> **TEXT PROVIDED**
State aid worth almost £69 million is being pumped into Israel’s tourism and hotel sector to support Covid-19 recovery.
The package follows the country’s borders remaining closed to foreign arrivals since March to prevent the spread of coronavirus.
The budget to assist hotels in the future was agreed as they face a declining dependency on overseas tourism.
Tourists make up 50% of all hotel guests in Israel but foreign arrivals are unlikely to begin again in coming weeks, according to the country’s finance and tourism ministers.
The state aid package agreement follows a meeting between the ministers and representatives of Israel’s tourism industry, where the impact of recent border closures on the hotel sector and the widespread furloughing of hotel employees was discussed.

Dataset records
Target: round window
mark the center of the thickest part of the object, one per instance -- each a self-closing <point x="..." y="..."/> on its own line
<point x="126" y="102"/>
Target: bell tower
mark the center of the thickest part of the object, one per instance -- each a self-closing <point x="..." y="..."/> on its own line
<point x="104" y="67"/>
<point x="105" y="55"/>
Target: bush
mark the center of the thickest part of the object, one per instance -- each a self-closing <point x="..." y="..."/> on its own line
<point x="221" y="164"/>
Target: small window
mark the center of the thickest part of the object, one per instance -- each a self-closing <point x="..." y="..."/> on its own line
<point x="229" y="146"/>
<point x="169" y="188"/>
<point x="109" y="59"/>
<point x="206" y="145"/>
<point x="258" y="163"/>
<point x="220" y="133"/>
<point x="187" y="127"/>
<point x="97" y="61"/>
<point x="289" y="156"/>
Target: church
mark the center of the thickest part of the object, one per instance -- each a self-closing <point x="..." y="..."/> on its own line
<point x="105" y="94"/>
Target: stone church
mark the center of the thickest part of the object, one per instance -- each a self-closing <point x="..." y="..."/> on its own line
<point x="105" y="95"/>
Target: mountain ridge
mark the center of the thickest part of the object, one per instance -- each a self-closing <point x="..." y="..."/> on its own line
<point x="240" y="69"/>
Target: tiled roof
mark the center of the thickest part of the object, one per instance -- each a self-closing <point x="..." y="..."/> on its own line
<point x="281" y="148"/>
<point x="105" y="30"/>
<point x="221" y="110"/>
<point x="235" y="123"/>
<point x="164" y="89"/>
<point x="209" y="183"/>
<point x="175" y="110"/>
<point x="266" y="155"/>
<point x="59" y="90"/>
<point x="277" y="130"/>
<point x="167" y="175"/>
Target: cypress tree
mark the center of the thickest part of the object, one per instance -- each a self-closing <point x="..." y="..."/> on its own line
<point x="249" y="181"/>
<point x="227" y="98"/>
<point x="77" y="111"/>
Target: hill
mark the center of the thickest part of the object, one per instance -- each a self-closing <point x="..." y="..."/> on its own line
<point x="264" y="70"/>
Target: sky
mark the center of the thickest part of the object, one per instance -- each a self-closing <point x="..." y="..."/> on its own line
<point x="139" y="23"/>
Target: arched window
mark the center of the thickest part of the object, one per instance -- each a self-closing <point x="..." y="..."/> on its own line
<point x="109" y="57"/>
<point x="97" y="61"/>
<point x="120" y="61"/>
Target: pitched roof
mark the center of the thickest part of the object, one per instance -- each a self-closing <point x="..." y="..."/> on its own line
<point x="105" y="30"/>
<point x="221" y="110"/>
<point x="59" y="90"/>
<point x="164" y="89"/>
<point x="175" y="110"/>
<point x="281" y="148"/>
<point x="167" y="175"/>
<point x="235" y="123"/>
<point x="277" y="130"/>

> **TASKS TO PERFORM**
- 1) According to the article on Israel's tourism aid, what share of all hotel guests in Israel are tourists?
- 2) Resume the article on Israel's tourism aid package after its last sentence.

> **ANSWERS GIVEN**
- 1) Tourists make up 50% of all hotel guests in Israel.

- 2)
Tourism minister Asaf Zamir said: “The entire tourism industry is in a severe crisis due to the coronavirus pandemic and it is our job to act swiftly in order to bring it back on track and assist in its recovery.”
London-based Israel Government Tourist Office director Sharon Bershadsky said: “We’re pleased to hear of the continued financial support for the tourism industry in Israel as it recovers from the global pandemic.
“In the UK, we’re working with local government and local tourism bodies so we can safely welcome back British visitors to Israel as soon as possible and are looking forward to their return, especially with hotels and the domestic market beginning to open up again.”